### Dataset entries
◆ ◆ ◆ ◆ ◆ ◆ ◆

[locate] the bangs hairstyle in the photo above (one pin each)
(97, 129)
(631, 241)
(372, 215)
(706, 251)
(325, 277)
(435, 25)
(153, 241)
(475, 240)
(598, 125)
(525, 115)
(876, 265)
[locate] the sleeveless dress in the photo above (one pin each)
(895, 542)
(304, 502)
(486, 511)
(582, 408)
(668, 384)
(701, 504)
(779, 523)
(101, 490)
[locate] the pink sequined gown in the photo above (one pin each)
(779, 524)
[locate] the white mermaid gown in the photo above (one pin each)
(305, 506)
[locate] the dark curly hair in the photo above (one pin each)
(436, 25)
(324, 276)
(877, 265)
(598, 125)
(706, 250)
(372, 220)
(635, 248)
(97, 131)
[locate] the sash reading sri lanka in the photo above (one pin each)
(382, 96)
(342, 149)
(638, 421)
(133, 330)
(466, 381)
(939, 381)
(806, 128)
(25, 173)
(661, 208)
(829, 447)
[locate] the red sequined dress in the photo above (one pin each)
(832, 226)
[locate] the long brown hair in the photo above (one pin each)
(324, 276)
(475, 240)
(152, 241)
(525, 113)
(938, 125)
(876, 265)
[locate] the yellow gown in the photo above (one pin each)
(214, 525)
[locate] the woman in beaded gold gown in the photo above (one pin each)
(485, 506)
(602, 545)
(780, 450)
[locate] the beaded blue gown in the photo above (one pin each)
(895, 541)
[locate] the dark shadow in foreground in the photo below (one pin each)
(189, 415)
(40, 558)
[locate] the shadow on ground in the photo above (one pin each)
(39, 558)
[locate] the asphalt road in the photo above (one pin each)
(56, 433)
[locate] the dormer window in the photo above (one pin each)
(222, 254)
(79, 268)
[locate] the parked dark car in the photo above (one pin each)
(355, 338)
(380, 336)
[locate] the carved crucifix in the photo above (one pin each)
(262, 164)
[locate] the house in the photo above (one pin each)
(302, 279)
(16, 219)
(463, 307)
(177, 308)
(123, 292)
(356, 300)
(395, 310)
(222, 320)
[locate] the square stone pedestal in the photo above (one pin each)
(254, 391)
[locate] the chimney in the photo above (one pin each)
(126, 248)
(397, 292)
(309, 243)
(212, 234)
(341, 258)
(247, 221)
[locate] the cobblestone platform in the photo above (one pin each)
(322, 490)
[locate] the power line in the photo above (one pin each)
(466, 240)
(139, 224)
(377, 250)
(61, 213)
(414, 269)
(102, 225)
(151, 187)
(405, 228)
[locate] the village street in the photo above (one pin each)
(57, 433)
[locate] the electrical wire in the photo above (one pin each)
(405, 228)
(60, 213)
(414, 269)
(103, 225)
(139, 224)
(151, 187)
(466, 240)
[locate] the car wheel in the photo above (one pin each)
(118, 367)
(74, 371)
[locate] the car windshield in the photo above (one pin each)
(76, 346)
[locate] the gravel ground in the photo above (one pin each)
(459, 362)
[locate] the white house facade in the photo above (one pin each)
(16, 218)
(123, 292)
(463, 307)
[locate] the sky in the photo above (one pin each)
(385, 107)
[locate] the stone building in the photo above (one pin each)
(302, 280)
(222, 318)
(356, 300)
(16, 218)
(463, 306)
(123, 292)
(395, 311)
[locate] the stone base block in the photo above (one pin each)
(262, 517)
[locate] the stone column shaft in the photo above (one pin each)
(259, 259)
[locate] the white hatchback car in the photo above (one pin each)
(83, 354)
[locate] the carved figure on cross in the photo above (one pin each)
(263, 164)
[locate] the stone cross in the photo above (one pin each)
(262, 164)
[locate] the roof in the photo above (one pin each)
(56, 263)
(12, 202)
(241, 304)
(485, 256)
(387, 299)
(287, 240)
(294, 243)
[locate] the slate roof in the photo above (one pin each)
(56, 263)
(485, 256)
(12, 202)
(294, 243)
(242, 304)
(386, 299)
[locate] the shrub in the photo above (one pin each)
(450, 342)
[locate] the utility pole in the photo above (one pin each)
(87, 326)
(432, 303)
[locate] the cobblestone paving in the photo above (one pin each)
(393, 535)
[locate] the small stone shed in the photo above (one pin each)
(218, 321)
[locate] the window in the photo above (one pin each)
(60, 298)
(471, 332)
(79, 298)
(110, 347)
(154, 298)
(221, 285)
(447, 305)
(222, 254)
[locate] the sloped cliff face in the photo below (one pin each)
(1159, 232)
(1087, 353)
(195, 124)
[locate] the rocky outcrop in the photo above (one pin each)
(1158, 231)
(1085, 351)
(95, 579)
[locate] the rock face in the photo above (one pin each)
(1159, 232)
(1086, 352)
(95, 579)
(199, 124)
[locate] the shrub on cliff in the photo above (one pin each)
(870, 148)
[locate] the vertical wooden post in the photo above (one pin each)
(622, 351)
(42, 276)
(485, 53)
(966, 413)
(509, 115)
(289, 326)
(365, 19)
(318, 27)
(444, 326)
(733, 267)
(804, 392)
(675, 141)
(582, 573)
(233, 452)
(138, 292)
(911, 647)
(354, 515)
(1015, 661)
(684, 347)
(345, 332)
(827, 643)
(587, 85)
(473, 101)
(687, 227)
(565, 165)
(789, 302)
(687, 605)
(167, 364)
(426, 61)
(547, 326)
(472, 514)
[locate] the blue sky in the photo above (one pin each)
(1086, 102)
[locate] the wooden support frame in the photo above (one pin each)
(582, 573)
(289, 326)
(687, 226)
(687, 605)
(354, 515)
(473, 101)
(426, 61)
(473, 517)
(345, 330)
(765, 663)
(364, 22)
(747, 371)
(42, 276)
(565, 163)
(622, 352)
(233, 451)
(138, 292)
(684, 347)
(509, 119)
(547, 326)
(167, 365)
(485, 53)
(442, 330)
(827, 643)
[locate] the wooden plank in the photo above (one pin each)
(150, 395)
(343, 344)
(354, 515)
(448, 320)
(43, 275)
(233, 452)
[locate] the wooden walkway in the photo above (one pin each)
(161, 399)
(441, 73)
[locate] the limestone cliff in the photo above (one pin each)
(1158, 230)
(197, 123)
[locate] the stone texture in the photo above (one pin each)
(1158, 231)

◆ ◆ ◆ ◆ ◆ ◆ ◆

### THE PROBLEM
For this exercise, the records above must be returned exactly.

### ANSWER TO THIS EXERCISE
[locate] the bangs hairstyle in the photo above (one pin each)
(97, 129)
(631, 241)
(372, 215)
(706, 251)
(325, 277)
(435, 25)
(153, 241)
(475, 240)
(598, 125)
(525, 115)
(876, 265)
[locate] the sleeveless dress in the photo above (one pin each)
(895, 542)
(304, 502)
(486, 511)
(582, 408)
(668, 384)
(701, 504)
(779, 523)
(101, 490)
[locate] the pink sequined gown in the photo above (one pin each)
(779, 524)
[locate] the white mermaid gown in the photo above (one pin each)
(305, 506)
[locate] the dark curly hair in the photo above (one pin each)
(436, 25)
(324, 276)
(877, 265)
(598, 125)
(706, 250)
(372, 220)
(635, 248)
(97, 131)
[locate] the sash reading sri lanka in the photo above (one pin each)
(382, 96)
(342, 149)
(638, 421)
(133, 330)
(466, 381)
(939, 381)
(806, 128)
(25, 173)
(661, 208)
(829, 447)
[locate] the red sequined dress in the photo above (one pin each)
(832, 226)
[locate] the long brown hair in the photo above (one pin each)
(324, 276)
(475, 240)
(152, 241)
(525, 113)
(938, 125)
(876, 265)
[locate] the yellow gown in the photo above (one pin each)
(214, 525)
[locate] the woman in beaded gold gown in the photo above (one pin each)
(485, 506)
(602, 545)
(780, 450)
[locate] the beaded blue gown in the photo above (one pin each)
(895, 541)
[locate] the dark shadow in foreground in the photo below (one pin each)
(189, 415)
(40, 558)
[locate] the shadow on ground in the photo above (one pin each)
(39, 558)
[locate] the asphalt road in the photo above (one pin each)
(56, 433)
[locate] the dormer window in the photo above (one pin each)
(222, 254)
(79, 268)
[locate] the parked dark car in the photo above (one pin each)
(355, 338)
(380, 336)
[locate] the carved crucifix in the photo above (one pin each)
(262, 164)
[locate] the house in the photo above (one pin each)
(302, 279)
(16, 219)
(463, 307)
(177, 308)
(123, 292)
(356, 300)
(395, 310)
(222, 320)
[locate] the square stone pedestal in the photo above (one pin each)
(254, 391)
[locate] the chimney in the photo above (one pin each)
(126, 248)
(397, 292)
(309, 243)
(212, 234)
(341, 258)
(247, 221)
[locate] the cobblestone platform in the photo above (one pin each)
(322, 490)
[locate] the power line in the photo above (one pin each)
(466, 240)
(139, 224)
(377, 250)
(61, 213)
(414, 269)
(102, 225)
(151, 187)
(405, 228)
[locate] the village street in the photo above (one pin each)
(57, 433)
[locate] the electrical wire in the photo above (one pin each)
(405, 228)
(60, 213)
(414, 269)
(103, 225)
(139, 224)
(151, 187)
(466, 240)
[locate] the car wheel in the photo above (one pin each)
(118, 367)
(74, 371)
[locate] the car windshield in the photo above (one pin each)
(76, 346)
[locate] the gravel ground in the photo above (one pin each)
(459, 362)
[locate] the white house facade in the photo above (one pin each)
(16, 218)
(123, 292)
(463, 307)
[locate] the sky in the photo above (one pin each)
(385, 107)
[locate] the stone building in the photo above (one pin each)
(302, 280)
(222, 318)
(356, 300)
(16, 218)
(463, 306)
(123, 292)
(395, 311)
[locate] the stone base block in the photo above (one pin each)
(262, 517)
[locate] the stone column shaft in the photo above (one pin each)
(259, 259)
[locate] the white hatchback car in the photo above (one pin each)
(83, 354)
[locate] the carved figure on cross in the photo above (one pin each)
(263, 164)
[locate] the stone cross in the photo above (one pin each)
(262, 164)
[locate] the roof in the photo above (one pin each)
(56, 263)
(12, 202)
(241, 304)
(485, 256)
(387, 299)
(287, 240)
(294, 243)
[locate] the slate roof in the photo above (one pin each)
(56, 263)
(485, 256)
(12, 202)
(294, 243)
(242, 304)
(386, 299)
[locate] the shrub in the photo above (one pin each)
(450, 342)
[locate] the utility pole in the photo above (one pin each)
(87, 326)
(432, 303)
[locate] the cobblestone paving in the photo above (one pin each)
(393, 535)
[locate] the small stone shed in the photo above (one pin each)
(218, 321)
[locate] the window in the photo above (one pin each)
(60, 298)
(471, 332)
(79, 298)
(110, 347)
(154, 298)
(221, 285)
(447, 305)
(222, 254)
[locate] the sloped cliff face in the photo below (one pin each)
(1159, 232)
(1087, 353)
(195, 124)
[locate] the rocky outcrop in the photo above (one pin each)
(1158, 231)
(1085, 351)
(95, 579)
[locate] the rock face in the photo above (one pin each)
(1159, 232)
(1086, 352)
(95, 579)
(199, 124)
[locate] the shrub on cliff in the photo above (one pin each)
(870, 148)
[locate] the vertical wooden post in the photo above (one pin each)
(622, 351)
(42, 276)
(485, 53)
(966, 413)
(509, 115)
(289, 326)
(365, 19)
(318, 27)
(444, 326)
(733, 267)
(804, 392)
(675, 141)
(582, 573)
(233, 452)
(138, 292)
(911, 647)
(354, 515)
(1015, 661)
(684, 347)
(345, 332)
(827, 643)
(587, 85)
(473, 101)
(687, 227)
(565, 165)
(789, 302)
(687, 605)
(167, 364)
(426, 61)
(547, 326)
(472, 514)
[locate] the blue sky in the photo above (one pin each)
(1086, 102)
[locate] the wooden support frame in the photo above (one pin each)
(582, 573)
(289, 326)
(687, 226)
(687, 605)
(354, 515)
(473, 101)
(426, 61)
(473, 517)
(345, 330)
(765, 663)
(364, 22)
(747, 371)
(42, 276)
(565, 163)
(622, 352)
(233, 451)
(138, 292)
(684, 347)
(509, 119)
(547, 326)
(167, 365)
(485, 53)
(442, 330)
(827, 643)
[locate] the wooden plank in the photo above (one pin each)
(150, 395)
(343, 344)
(354, 515)
(448, 320)
(43, 275)
(233, 452)
[locate] the wooden walkway in the photo above (one pin each)
(161, 399)
(441, 73)
[locate] the limestone cliff in the photo above (one pin each)
(1158, 230)
(197, 123)
[locate] the stone texture in the photo above (one pin each)
(1158, 231)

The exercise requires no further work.